--- YOUR INSTRUCTIONS ---
Each line of the data below containing "then" needs to be listed.

--- ENTRIES PROVIDED ---
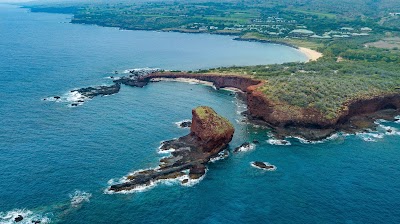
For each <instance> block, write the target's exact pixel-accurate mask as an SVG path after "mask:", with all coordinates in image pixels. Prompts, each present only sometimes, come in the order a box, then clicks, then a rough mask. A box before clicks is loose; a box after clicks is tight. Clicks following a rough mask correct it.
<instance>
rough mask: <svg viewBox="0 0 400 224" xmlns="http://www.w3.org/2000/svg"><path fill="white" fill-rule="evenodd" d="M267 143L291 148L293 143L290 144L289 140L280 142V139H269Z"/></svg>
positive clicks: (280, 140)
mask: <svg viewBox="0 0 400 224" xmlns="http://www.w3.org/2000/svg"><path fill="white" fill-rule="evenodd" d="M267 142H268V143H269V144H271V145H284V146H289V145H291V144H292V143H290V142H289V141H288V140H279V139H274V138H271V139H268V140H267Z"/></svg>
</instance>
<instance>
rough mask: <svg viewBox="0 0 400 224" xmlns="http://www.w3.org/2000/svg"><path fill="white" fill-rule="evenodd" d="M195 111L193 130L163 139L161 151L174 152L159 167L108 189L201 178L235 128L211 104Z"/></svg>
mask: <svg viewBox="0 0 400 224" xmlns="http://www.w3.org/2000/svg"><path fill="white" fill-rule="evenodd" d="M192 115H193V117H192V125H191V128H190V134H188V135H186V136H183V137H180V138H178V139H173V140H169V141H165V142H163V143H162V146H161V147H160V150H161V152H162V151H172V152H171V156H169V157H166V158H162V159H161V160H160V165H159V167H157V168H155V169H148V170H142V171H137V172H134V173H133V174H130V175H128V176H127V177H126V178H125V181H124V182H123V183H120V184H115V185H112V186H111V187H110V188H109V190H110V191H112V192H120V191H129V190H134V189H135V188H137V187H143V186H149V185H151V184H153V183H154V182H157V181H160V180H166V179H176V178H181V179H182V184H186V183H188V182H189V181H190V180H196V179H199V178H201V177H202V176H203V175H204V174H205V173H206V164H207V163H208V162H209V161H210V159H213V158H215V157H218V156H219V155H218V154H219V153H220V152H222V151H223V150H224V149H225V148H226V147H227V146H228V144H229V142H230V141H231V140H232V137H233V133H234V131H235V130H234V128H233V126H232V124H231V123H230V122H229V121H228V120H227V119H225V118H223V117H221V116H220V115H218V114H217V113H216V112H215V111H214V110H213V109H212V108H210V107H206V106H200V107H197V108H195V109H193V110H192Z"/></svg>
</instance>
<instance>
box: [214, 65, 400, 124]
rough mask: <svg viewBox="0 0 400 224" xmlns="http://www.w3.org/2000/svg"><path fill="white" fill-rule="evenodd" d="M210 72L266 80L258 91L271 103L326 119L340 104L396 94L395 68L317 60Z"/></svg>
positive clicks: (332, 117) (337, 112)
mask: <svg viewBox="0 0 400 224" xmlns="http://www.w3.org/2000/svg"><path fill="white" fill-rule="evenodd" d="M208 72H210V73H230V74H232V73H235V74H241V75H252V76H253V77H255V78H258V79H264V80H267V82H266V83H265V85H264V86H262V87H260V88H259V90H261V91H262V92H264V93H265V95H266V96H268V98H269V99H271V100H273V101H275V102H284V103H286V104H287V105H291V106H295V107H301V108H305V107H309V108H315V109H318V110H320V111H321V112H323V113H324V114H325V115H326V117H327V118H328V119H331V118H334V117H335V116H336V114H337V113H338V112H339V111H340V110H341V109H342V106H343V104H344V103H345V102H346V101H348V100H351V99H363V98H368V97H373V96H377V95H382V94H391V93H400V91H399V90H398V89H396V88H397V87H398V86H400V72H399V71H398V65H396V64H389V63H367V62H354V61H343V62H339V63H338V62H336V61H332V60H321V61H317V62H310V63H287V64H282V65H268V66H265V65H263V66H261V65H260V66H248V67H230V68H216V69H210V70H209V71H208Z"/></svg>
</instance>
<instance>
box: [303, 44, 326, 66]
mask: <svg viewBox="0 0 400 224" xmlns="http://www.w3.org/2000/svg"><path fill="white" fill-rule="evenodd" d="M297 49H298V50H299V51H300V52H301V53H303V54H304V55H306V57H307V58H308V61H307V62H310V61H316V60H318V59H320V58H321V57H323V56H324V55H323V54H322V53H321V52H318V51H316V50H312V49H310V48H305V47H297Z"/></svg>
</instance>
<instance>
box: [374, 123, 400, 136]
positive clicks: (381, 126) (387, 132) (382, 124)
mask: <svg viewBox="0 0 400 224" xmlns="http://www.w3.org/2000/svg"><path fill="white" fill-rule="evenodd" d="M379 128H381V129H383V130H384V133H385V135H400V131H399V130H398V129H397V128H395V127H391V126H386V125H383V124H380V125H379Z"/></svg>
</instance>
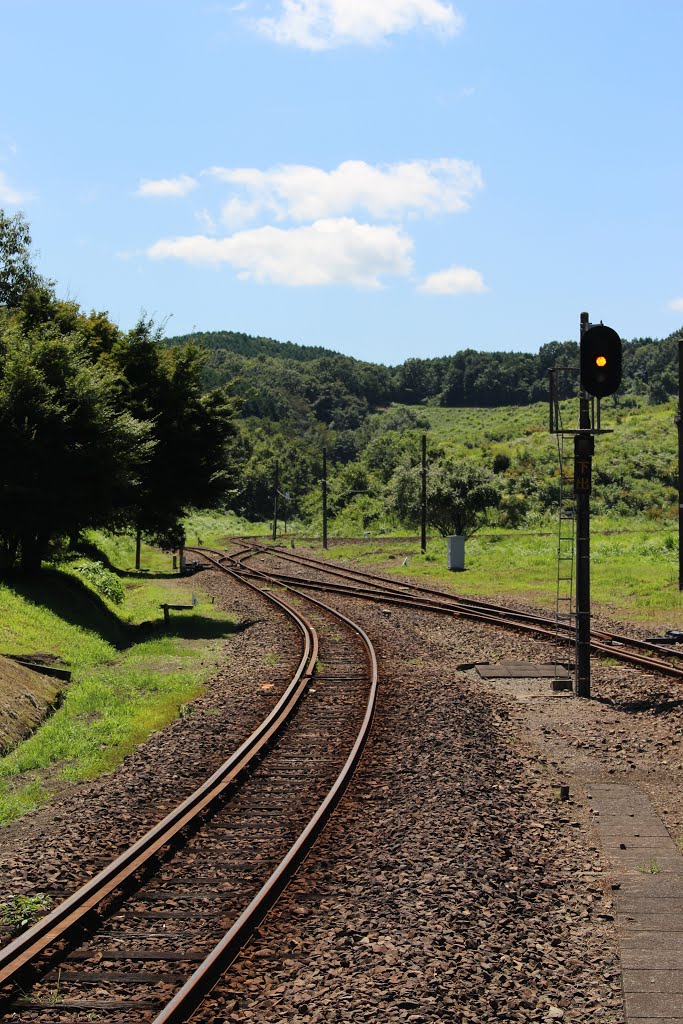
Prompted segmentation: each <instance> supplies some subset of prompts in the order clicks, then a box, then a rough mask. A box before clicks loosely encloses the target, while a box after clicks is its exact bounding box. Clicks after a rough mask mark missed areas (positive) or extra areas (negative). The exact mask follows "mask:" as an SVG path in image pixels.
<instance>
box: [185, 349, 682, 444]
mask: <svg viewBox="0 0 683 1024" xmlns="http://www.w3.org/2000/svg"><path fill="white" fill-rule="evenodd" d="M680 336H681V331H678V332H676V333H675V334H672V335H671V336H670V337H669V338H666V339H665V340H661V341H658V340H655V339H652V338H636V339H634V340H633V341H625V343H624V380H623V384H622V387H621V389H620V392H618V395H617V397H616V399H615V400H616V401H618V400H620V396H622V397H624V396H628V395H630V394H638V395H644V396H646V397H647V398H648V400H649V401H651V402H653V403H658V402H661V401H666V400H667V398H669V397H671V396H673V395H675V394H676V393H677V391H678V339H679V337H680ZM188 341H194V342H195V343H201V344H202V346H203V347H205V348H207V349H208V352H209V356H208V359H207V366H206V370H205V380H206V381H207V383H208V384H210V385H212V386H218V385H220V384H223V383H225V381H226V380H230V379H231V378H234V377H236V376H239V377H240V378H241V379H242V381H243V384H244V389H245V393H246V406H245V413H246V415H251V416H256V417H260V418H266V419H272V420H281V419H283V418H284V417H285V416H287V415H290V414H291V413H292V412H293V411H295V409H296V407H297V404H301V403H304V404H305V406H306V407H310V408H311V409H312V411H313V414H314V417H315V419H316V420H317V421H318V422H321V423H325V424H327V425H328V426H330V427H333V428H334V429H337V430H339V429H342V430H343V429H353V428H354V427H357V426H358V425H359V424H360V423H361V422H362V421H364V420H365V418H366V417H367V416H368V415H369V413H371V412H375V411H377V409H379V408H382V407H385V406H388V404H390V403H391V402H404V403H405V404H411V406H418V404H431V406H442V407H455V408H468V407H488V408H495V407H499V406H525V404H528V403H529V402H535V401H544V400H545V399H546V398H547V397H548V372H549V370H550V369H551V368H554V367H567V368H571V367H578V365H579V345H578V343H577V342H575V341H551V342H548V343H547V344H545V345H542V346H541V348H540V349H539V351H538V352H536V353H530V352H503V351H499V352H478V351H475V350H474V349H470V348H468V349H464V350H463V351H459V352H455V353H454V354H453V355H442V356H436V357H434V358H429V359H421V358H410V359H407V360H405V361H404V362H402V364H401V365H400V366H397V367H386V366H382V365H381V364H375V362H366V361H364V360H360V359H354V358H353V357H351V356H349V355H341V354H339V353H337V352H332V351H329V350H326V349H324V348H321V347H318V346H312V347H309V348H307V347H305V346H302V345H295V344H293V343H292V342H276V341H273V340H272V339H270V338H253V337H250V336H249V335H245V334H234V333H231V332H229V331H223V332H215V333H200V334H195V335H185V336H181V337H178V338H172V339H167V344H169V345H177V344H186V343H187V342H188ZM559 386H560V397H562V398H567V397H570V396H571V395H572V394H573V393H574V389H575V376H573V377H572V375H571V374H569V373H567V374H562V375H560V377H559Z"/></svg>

--- FINISHED EXERCISE ---
For each <instance> block, write the target's exact pixel-accurate mask as an SVG path after "mask:", with all coordinates in image pixels. Prompts, each present only sometimes, come in the order a box, then clicks, then a rough mask. A box before clicks is loose; a box after clicks is tight. Clicks following a rough mask correct it.
Prompted segmentation: each <instance> supplies some subset of prompts in the order clicks, then a box, then a rough mask. A box before clicks loosely encloses the target, while a box after clicks is its exact bounding box. Clicks after a rough mask mark missed areas (positive) or extra areas (negative). The exact mask follows "mask:" as an SVG path in image pixels.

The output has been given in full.